→ Written instruction
Could you reproduce everything in the material from the line containing "Target: shaggy neck fur" down to the line containing "Target: white rose", both ends included, with every point coordinate multiplied by 2.5 and rounded to a whole number, halves rounding up? Keep all other lines unchanged, and leave the pictures out of your answer.

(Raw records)

**********

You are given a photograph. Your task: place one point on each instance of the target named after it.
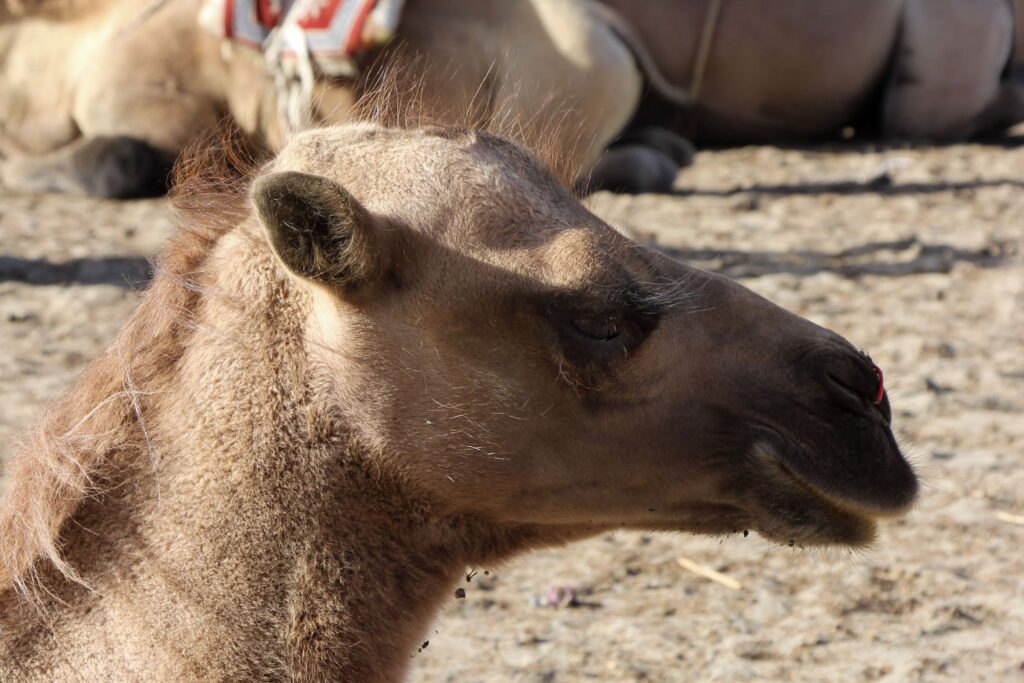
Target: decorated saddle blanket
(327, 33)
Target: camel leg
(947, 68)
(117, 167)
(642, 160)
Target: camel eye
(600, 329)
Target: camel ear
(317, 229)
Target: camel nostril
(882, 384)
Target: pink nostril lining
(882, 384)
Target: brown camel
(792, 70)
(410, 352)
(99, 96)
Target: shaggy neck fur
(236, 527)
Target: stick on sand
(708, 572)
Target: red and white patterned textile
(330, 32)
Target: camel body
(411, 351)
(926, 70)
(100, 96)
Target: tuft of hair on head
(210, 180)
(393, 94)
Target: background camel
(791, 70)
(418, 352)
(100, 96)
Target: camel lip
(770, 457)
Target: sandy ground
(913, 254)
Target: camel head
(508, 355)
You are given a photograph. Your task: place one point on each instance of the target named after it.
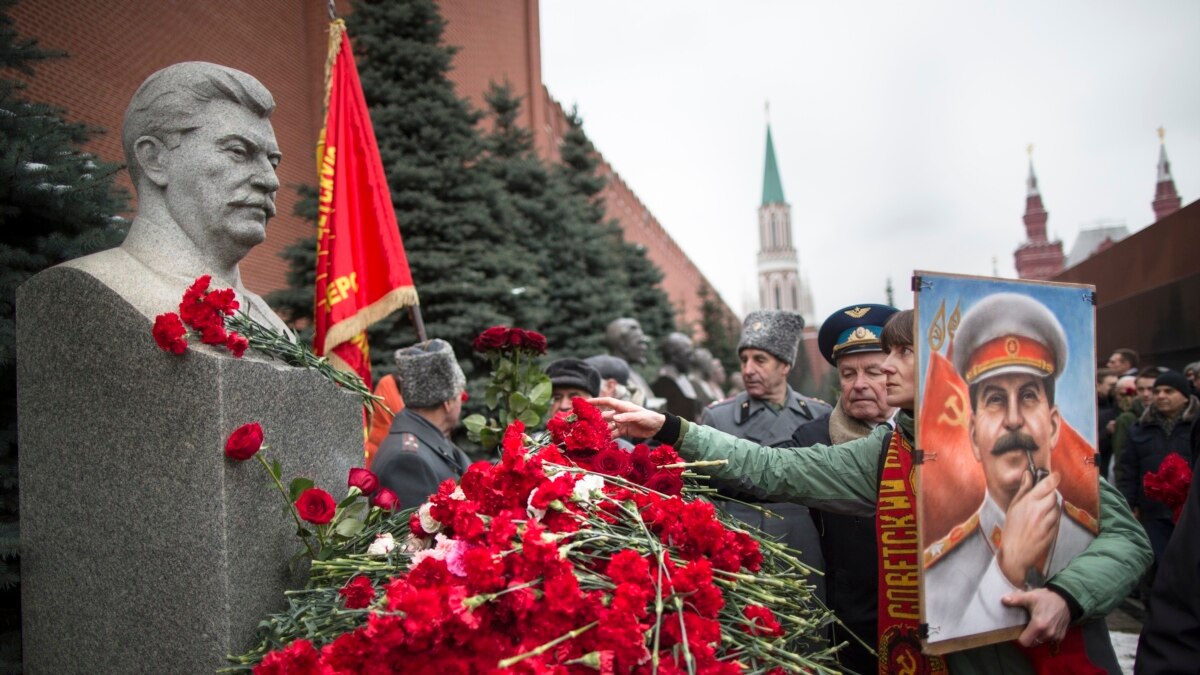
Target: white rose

**********

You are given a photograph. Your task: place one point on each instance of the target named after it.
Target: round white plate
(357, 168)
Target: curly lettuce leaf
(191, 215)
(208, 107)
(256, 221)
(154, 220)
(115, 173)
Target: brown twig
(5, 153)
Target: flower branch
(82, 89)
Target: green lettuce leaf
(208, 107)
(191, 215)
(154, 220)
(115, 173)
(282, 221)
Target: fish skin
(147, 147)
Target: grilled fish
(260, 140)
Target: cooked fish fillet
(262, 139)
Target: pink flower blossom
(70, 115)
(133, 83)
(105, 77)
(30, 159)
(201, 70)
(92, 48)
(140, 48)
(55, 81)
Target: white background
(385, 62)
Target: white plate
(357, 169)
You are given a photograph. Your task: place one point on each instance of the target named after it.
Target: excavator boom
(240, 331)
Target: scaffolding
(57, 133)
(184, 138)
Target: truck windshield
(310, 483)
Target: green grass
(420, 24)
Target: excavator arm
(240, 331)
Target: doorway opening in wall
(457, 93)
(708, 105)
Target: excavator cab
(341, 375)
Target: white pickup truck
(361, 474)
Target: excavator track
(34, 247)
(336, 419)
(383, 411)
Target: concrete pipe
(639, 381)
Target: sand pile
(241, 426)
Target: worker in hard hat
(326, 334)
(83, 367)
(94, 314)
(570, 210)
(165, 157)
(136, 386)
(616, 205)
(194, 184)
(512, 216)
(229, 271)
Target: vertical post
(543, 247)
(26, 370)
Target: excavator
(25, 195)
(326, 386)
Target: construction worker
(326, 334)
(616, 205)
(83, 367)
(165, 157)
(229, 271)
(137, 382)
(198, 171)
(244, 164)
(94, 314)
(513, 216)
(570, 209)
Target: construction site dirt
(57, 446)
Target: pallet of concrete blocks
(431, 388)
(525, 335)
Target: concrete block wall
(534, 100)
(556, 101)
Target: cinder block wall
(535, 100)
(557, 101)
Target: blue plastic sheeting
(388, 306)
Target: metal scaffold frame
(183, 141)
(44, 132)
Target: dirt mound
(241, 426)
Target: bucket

**********

→ Written response
Target: shaggy neck fur
(590, 1318)
Target: stick on sand
(1770, 1430)
Target: red and white patterned textile
(825, 80)
Target: camel body
(1028, 878)
(2315, 175)
(250, 240)
Target: tuft of hair on head
(525, 450)
(983, 235)
Target: background camel
(1978, 175)
(1045, 880)
(250, 240)
Target: camel lip
(1925, 1143)
Target: sandy ground
(2283, 635)
Target: camel head
(1270, 888)
You are given a photograph. Your task: place one point on each instance of the target named after it.
Target: white rose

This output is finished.